> PROBLEMS AND TASKS:
(a) Answer these questions from the excerpt on mite densities under pesticide treatments:
(i) What was the highest density of the phytophagous species in the control treatment in mid-July?
(ii) In which treatment were the lowest densities of the predator P. pesrimilis observed?
(iii) On what date did the highest abundance appear in the deltamethrin treatment, according to the sentence beginning "In deltamethrin treatment"?
(b) Reproduce the part of the excerpt on mite densities under pesticide treatments starting at "During experiments, the" and ending at "0.001) (Figure 3b).".
(c) Carry on the excerpt on mite densities under pesticide treatments from the point where it stops.

> TEXT EXCERPT:
= = = = = = =
In control treatment, the abundance of this phytophagous species was lower during June, August and September compared to that observed during July (the highest density was 54.65 ± 4.48 in mid-July) (H = 342.04; df = 20; P < 0.001) (Figure 4a). For fenbutatin oxide treatment, the highest abundance was observed before treatment (21.52 ± 3.24, H = 206.22; df = 20; P < 0.001), decreased to less than two individuals per leaf after two weeks of the 1st application and remained approximately at this low abundance afterward (Figure 4b). Density variations in time were similar for the two insecticide treatments (acetamiprid and deltamethrin). The population significantly increased two weeks after the first application, reached the highest levels one week after the second application at 1st July (for acetamiprid 138.63 ± 11.18, H = 550.46; df = 20; P < 0.001; for deltamethrin 72.54 ± 6.43, H = 427.58; df = 20; P < 0.001) (Figure 4b, c), and then, decreased progressively afterward until the end of sampling.
During experiments, the specialist predator P. pesrimilis accompanied T. urticae. The highest densities of this predator (general mean during season) were observed in acetamiprid treatment (2.36 ± 0.17) followed by those in deltamethrin and control treatments (1.31 ± 0.13 and 0.93 ± 0.07; respectively) and the lowest were observed in fenbutatin oxide (0.06 ± 0.01) (H = 322.17; df = 3; P < 0.001) (Figure 3b).
In control treatment, the population started to increase at the beginning of July, reached the highest abundance at 23 July (3.67 ± 0.56), and then decreased until the end of sampling (H = 366.59; df = 20; P < 0.001) (Figure 4a). In fenbutatin oxide treatment, the highest abundance was observed before the 1st application (0.35 ± 0.15; H = 50.01; df = 20; P < 0.001) (Figure 4b) and decreased to very low levels afterward. Density variations in time in acetamiprid and deltamethrin treatments were approximately similar. In acetamiprid, the population started to increase at the end of June (one week after the 2nd application), reached the highest abundance at 23 July (12.85 ± 1.59; one week after the 3rd application), and decreased until the end of sampling (H = 475.35; df = 20; P < 0.001) (Figure 4c). In deltamethrin treatment, the highest abundance appeared at 17 July (9.42 ± 1.80), (H = 441.68; df = 20; P < 0.001) (Figure 4d).
= = = = = = =
Rows from a data collection:
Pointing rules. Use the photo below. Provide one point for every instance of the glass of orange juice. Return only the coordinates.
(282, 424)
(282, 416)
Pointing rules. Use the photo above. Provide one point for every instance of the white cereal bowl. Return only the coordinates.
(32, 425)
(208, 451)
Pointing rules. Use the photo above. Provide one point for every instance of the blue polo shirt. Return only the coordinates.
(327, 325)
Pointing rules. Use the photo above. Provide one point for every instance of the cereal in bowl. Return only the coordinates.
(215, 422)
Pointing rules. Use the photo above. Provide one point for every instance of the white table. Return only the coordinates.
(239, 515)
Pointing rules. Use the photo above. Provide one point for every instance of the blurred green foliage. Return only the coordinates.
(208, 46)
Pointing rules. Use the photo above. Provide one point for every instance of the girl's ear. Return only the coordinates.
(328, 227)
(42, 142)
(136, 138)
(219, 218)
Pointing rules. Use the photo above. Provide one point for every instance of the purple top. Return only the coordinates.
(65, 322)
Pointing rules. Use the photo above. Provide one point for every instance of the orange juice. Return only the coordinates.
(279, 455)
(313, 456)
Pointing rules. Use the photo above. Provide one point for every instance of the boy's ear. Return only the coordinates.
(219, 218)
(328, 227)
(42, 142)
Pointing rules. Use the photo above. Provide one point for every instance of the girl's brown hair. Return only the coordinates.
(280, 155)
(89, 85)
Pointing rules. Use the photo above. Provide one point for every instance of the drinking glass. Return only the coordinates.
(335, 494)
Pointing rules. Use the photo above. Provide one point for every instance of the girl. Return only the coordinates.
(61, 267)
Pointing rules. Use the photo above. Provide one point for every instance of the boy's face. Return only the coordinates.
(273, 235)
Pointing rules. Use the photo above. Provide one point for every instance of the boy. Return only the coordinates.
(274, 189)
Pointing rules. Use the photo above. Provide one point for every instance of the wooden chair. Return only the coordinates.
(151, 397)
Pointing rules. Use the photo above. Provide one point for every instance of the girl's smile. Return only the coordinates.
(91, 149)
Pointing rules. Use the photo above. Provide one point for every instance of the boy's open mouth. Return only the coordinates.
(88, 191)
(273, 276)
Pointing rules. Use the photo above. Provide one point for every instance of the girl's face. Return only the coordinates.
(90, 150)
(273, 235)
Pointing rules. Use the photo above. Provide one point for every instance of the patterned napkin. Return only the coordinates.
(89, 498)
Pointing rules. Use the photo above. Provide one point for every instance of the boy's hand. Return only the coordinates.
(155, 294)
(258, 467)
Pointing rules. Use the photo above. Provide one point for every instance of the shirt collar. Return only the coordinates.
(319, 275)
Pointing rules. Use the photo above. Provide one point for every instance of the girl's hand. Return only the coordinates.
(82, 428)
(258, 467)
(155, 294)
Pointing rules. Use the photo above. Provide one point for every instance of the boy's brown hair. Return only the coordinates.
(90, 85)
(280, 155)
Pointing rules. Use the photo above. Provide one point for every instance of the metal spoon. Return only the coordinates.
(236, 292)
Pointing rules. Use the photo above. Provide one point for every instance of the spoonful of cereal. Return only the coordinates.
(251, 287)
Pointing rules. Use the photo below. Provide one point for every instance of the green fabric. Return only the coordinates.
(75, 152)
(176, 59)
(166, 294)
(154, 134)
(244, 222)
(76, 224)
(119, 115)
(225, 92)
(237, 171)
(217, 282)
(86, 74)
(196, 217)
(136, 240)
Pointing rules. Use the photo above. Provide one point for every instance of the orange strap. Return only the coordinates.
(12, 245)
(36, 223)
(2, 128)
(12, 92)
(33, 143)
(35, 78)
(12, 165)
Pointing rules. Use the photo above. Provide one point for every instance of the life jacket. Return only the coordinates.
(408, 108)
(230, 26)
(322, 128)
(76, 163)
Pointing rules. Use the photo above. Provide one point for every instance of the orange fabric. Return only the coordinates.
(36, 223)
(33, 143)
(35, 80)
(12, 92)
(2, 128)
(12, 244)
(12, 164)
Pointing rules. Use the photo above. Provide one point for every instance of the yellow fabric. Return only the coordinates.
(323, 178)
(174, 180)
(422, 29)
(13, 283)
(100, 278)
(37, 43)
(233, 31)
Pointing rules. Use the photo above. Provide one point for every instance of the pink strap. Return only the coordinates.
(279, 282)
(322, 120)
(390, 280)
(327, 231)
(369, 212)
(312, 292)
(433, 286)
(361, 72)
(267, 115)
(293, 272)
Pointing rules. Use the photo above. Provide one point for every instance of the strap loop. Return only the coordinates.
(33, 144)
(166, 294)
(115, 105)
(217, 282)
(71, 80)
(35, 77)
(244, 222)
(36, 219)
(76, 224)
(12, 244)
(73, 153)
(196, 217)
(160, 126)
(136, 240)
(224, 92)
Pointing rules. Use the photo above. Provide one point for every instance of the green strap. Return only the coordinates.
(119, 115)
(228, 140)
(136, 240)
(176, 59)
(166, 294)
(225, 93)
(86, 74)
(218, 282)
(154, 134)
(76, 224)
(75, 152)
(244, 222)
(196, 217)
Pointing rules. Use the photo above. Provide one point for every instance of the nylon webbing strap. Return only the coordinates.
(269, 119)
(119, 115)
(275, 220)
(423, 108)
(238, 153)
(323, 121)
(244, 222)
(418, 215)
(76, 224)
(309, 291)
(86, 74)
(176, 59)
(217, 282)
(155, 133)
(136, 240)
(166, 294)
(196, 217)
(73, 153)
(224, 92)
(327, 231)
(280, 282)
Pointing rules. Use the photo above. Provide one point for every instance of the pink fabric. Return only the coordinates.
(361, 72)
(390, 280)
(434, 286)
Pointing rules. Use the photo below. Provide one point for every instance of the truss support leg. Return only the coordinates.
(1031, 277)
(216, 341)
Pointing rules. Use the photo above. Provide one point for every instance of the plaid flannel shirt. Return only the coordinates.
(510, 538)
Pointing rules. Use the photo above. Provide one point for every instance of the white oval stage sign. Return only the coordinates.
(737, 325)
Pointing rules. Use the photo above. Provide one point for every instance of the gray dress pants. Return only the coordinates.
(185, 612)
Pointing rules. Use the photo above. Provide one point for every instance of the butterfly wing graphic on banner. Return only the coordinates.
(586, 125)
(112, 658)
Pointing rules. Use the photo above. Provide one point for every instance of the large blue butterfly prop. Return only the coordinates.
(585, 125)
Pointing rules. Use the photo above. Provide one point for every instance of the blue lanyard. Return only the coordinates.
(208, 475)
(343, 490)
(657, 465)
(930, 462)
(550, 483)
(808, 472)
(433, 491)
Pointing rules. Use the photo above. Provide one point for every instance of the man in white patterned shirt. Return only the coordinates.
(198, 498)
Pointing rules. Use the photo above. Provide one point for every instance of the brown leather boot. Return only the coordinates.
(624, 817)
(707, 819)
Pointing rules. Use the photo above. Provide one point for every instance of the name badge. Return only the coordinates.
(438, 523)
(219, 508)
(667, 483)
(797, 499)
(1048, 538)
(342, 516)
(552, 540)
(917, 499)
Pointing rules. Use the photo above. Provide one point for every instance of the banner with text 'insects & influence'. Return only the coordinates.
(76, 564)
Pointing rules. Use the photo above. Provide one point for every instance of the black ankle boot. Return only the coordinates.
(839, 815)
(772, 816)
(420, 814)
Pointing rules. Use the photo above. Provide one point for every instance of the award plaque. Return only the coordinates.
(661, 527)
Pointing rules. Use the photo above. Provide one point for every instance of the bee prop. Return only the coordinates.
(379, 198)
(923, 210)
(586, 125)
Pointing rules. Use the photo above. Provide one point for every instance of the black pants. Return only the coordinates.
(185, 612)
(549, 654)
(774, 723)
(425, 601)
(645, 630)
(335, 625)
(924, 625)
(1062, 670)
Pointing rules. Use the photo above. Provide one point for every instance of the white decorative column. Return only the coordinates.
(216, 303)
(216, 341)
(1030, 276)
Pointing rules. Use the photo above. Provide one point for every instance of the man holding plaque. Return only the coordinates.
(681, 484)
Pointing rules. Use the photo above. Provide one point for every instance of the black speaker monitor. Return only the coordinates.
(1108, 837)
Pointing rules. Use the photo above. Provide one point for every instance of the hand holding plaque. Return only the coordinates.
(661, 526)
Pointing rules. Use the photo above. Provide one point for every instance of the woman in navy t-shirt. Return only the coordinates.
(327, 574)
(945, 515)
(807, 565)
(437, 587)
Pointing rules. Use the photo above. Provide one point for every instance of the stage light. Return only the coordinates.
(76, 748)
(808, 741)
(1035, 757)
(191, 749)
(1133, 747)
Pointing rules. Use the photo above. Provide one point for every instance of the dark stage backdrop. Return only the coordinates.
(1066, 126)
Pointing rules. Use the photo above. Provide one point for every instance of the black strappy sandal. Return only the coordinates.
= = = = = = =
> ANSWERS BY ITEM:
(a)
(i) 54.65 ± 4.48
(ii) Fenbutatin oxide (0.06 ± 0.01)
(iii) 17 July

(b)
During experiments, the specialist predator P. pesrimilis accompanied T. urticae. The highest densities of this predator (general mean during season) were observed in acetamiprid treatment (2.36 ± 0.17) followed by those in deltamethrin and control treatments (1.31 ± 0.13 and 0.93 ± 0.07; respectively) and the lowest were observed in fenbutatin oxide (0.06 ± 0.01) (H = 322.17; df = 3; P < 0.001) (Figure 3b).

(c)
The tarsonemid mite P. latus appeared lately during experiments. The densities were different between treatments. The highest densities (general mean during season) were observed in control and in acetamiprid treatments (0.93 ± 0.14; 0.66 ± 0.10, respectively) and the lowest were observed in fenbutatin oxide and deltamethrin treatments (0.31 ± 0.06; 0.27 ± 0.06; respectively; H = 17.01; df = 3; P = 0.001) (Figure 3c). The first appearance of this species was observed in control treatment at the first week of July, reached the highest abundance at the end of August (7.83 ± 2.07; H = 235.06; df = 20; P = 0.001), and decreased until the end of sampling (Figure 5a). In plots where pesticides were applied, the species was observed in mid-July, reached the highest abundance at the beginning of September, and decreased until the end of sampling (Figure 5b, c and d).
Other phytoseiid species [dominated by P. finitimus and T. (A.) recki] were also appeared lately during experiments. The abundance (general mean during season) was higher in acetamiprid treatment (0.47 ± 0.06) than in remaining ones (0.06 ± 0.01 in control; 0.014 ± 0.004 in fenbutatin oxide; 0.08 ± 0.02 in deltamethrin; H = 146.32; df = 3; P < 0.001) (Figure 3d). In all treatments (Figure 5a, b, c and d), the abundance was very low form the beginning of sampling until one week after the 3rd application. In acetamiprid treatment, the highest abundance was observed at 12 August (2.46 ± 0.53; H = 337.05; df = 20; P < 0.001) and decreased afterward. In control and delatmethrin treatments, the highest abundance was observed in the beginning of September (0.56 ± 0.25; H = 80.37; df = 20; P < 0.001 for control, and 0.81 ± 0.26; H = 160.32; df = 20; P < 0.001 for deltamethrin). In fenbutatin oxide treatment the abundance of those predators was the lowest and increased at the end of sampling (eight weeks after the 3rd application) (0.08 ± 0.04; H = 40.81; df= 20; P = 0.004).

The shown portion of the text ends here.